◆ Work required ◆
The required output is every record, written out exactly.

◆ Records to process ◆
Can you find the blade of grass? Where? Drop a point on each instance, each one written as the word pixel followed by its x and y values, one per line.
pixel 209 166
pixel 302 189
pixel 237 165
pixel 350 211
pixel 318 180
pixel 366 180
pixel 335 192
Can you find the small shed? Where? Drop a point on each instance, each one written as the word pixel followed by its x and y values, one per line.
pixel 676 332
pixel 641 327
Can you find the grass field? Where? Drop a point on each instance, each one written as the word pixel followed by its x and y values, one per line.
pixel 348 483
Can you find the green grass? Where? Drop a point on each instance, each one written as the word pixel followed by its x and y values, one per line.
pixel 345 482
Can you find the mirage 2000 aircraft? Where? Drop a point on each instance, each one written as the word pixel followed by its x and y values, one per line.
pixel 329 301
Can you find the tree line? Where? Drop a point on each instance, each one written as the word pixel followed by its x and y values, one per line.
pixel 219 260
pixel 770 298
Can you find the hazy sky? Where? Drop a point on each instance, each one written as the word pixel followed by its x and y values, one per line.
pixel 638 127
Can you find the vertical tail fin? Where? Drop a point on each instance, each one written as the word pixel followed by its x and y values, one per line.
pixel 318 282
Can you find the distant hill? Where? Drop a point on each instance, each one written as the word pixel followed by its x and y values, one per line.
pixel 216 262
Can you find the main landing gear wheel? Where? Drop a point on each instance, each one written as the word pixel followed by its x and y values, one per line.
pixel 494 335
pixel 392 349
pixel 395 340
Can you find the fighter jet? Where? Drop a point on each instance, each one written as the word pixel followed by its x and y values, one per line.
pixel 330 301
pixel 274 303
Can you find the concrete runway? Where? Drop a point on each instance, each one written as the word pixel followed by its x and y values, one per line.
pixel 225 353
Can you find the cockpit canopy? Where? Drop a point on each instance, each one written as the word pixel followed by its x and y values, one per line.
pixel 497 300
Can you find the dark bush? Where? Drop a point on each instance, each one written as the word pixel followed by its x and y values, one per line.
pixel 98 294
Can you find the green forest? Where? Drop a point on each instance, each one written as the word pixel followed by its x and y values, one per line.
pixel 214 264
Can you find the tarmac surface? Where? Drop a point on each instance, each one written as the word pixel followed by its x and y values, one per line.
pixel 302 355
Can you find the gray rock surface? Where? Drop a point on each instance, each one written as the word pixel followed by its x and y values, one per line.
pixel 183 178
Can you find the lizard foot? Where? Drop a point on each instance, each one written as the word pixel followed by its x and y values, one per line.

◆ Solution below ◆
Can you find the blade of grass? Where? Drop a point on each instance, each one written as the word pixel followed by its x and y values, one per line.
pixel 209 166
pixel 302 189
pixel 237 165
pixel 350 211
pixel 318 180
pixel 366 180
pixel 335 192
Can you find the small shed? Where? Drop a point on each instance, each one written as the word pixel followed by its x and y values, one per line.
pixel 676 332
pixel 641 327
Can you find the grass field? Where? Drop a point on each instance, each one written as the word pixel followed by its x and y values, one per line.
pixel 348 483
Can you find the green grass? Where? Drop a point on each instance, each one written as the word pixel followed by its x and y values, one per line.
pixel 345 482
Can you find the mirage 2000 aircraft? Where? Drop a point on each instance, each one written as the word pixel followed by its x and y values, one per line.
pixel 329 301
Can you find the tree line? Where? Drop a point on each instance, each one written as the word pixel followed by its x and y values, one per line.
pixel 219 260
pixel 770 298
Can you find the hazy sky? Where? Drop a point on each instance, each one written as the word pixel followed by its x and y values, one per line.
pixel 638 127
Can you find the vertical tail fin? Where? Drop a point on each instance, each one written as the word pixel followed by its x and y values, one per line.
pixel 318 282
Can you find the distant hill? Where? Drop a point on each instance, each one written as the word pixel followed by its x and y values, one per line.
pixel 216 262
Can you find the main landing gear wheel? Where? Drop a point on each instance, each one written as the word pixel followed by its x and y values, one per line.
pixel 494 335
pixel 392 349
pixel 395 340
Can you find the fighter jet? Where? Drop a point on each instance, each one written as the word pixel followed by its x and y values, one per line.
pixel 330 301
pixel 274 303
Can you find the concrete runway? Where? Drop a point on each instance, each one written as the word pixel followed by its x and y values, one per line.
pixel 225 353
Can you find the cockpit canopy? Where? Drop a point on each instance, each one written as the word pixel followed by its x and y values, one per line.
pixel 497 300
Can you find the dark bush? Where? Drop a point on each instance, each one written as the word pixel followed by its x and y values, one per line.
pixel 98 294
Can you find the green forest? Where? Drop a point on each instance, each one written as the word pixel followed by its x and y values, one per line.
pixel 214 264
Can you find the tarmac surface? Where? Drop a point on each instance, each one written as the word pixel followed by its x and y values, one per line.
pixel 302 355
Can you find the gray rock surface? Where? Drop a point on each instance, each one written as the word pixel followed by its x and y values, one per line.
pixel 183 178
Can you find the lizard foot? Where? Drop a point on each instance, each one written as the word pixel followed by its x and y values, one per line.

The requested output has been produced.